Data extracted from a collection
━━━
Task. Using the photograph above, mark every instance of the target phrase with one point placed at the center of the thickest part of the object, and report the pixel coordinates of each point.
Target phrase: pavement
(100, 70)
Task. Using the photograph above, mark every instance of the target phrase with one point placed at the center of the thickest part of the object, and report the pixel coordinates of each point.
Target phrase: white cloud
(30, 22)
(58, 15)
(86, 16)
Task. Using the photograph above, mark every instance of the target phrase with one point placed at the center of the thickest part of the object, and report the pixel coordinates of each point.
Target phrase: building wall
━━━
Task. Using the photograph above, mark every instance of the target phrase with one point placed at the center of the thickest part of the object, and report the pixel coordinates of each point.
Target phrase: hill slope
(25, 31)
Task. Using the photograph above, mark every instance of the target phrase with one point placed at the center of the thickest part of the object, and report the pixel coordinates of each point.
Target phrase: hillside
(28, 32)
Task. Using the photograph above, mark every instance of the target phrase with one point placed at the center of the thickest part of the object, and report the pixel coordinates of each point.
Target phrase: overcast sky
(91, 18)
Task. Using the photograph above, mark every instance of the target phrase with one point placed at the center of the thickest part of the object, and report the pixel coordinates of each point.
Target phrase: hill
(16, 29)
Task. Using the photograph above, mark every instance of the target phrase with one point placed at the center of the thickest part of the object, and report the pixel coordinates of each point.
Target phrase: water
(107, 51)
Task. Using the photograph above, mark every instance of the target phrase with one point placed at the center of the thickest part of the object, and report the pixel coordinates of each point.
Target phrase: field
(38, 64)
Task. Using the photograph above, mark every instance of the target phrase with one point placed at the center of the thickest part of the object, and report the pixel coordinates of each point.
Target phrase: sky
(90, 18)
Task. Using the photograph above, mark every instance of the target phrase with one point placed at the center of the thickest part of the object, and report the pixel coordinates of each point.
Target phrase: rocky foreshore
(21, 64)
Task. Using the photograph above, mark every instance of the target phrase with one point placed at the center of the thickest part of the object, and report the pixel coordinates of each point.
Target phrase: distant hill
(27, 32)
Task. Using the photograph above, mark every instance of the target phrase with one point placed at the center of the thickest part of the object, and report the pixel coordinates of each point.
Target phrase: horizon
━━━
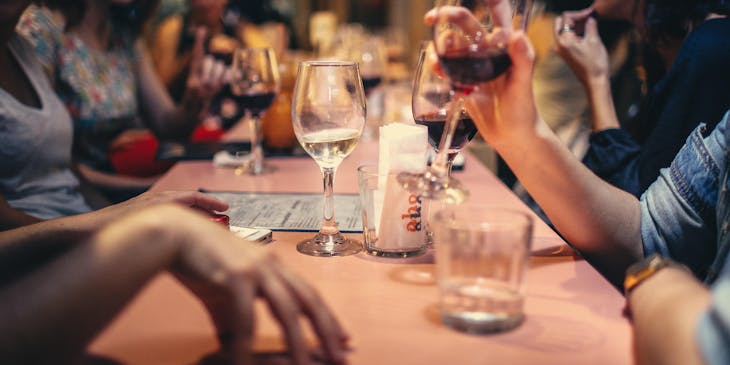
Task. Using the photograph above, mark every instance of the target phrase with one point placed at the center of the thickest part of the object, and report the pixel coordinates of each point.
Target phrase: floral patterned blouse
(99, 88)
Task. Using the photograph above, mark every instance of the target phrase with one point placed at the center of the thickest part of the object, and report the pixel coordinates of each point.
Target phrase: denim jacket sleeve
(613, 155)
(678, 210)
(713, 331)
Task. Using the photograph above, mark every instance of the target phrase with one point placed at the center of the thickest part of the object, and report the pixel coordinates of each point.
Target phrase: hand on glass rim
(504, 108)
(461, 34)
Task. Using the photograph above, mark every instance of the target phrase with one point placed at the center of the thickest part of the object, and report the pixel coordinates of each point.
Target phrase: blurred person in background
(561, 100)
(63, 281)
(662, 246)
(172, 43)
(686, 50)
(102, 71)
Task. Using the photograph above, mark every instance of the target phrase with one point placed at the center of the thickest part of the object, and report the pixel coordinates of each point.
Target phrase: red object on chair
━━━
**About this exercise**
With the line that has "Target phrase: blurred person in background" as the first and the line that has "Target phrase: red object on chair" as the last, repeat exactly that run of lines above and no more.

**Solution to the problem**
Target phrase: blurred person in background
(561, 100)
(63, 281)
(662, 246)
(172, 43)
(686, 50)
(102, 71)
Task. Using the photograph above, mark every instance of the target phrase with one point placed at the center of the thickest part of the object, and report the pixel coordinates of each point.
Target phrase: red object on chair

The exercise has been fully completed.